# Start of Listing

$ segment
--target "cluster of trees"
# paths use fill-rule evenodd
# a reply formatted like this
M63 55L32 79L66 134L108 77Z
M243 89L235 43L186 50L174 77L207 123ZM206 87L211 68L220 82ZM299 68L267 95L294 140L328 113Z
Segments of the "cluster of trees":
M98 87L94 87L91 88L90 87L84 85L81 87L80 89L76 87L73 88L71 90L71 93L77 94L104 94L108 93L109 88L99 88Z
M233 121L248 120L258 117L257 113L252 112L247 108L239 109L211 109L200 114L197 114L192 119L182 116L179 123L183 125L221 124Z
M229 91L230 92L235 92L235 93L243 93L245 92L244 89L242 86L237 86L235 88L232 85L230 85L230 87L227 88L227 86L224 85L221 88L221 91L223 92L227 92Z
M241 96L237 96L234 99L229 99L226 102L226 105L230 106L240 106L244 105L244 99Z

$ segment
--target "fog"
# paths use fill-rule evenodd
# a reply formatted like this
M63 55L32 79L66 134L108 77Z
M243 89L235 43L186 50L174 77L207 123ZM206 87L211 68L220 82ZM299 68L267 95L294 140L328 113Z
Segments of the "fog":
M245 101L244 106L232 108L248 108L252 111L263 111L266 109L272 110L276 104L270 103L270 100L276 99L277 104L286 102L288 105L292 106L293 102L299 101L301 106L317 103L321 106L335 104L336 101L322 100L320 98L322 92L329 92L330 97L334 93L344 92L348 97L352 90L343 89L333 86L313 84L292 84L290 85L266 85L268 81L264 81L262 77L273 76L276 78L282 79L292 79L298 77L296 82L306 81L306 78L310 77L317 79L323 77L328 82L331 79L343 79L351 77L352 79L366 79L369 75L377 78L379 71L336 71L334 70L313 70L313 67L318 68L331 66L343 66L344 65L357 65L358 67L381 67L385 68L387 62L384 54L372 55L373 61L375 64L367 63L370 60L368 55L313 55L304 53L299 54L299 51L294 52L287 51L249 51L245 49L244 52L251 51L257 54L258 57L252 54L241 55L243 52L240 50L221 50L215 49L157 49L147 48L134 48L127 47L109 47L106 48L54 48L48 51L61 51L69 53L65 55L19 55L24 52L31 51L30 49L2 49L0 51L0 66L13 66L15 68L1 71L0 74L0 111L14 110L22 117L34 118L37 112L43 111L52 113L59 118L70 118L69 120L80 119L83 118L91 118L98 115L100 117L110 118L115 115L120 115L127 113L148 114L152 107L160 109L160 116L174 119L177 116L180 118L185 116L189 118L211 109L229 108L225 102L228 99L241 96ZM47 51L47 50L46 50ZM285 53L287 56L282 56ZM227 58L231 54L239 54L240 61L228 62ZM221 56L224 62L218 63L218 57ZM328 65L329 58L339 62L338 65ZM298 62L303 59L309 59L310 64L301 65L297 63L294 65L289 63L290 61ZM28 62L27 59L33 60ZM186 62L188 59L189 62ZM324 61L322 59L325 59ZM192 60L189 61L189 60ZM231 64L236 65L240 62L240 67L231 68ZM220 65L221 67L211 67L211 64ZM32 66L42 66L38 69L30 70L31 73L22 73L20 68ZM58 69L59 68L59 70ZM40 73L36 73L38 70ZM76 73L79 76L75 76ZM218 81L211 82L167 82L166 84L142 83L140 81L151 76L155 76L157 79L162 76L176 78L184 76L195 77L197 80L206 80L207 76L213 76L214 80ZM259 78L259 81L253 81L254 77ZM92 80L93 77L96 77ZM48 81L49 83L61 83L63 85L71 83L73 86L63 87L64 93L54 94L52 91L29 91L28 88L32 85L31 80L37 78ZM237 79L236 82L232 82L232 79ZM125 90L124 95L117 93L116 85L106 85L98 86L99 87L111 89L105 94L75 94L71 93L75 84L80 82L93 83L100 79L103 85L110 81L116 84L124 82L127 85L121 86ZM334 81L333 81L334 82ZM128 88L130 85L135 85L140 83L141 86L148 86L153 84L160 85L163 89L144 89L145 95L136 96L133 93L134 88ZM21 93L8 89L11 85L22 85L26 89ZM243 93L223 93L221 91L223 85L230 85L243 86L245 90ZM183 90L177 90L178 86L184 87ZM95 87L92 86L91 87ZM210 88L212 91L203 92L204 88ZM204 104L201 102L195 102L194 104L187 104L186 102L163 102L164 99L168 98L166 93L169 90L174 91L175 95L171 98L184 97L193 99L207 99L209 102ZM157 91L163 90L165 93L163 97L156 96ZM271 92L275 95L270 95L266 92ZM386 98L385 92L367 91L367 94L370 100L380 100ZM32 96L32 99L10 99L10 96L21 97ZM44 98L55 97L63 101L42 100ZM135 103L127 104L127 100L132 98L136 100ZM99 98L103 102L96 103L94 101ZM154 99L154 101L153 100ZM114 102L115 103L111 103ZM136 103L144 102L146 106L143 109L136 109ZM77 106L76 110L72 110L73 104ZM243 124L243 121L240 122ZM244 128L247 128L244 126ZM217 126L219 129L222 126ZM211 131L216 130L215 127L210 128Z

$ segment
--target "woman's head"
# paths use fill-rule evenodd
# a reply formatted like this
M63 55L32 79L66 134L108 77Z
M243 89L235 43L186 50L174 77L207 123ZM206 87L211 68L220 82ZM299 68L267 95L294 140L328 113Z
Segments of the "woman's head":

# End of Listing

Copy the entries from the very start down through the line with "M241 96L237 96L234". Put "stand of trees" in place of "cluster of trees" and leave everything else the same.

### Exercise answer
$ segment
--target "stand of trees"
# paths use fill-rule evenodd
# a reply formatted like this
M63 55L32 79L66 134L108 77Z
M243 89L235 43L186 50L174 77L207 123ZM206 87L211 68L220 82ZM299 68L267 95L294 140L328 113Z
Segments of the "stand of trees":
M98 87L94 87L91 88L90 87L84 85L81 87L80 89L76 87L73 88L71 90L71 93L77 94L104 94L108 93L109 88L99 88Z
M233 121L248 120L258 117L257 113L252 112L247 108L239 109L211 109L200 114L197 114L192 119L182 116L179 123L183 125L221 124Z
M229 91L230 92L235 92L235 93L243 93L245 92L244 89L242 86L237 86L235 88L232 85L230 85L230 87L227 88L227 86L224 85L221 88L221 91L223 92L227 92Z
M241 96L237 96L234 99L229 99L226 102L226 105L230 106L240 106L244 105L244 99Z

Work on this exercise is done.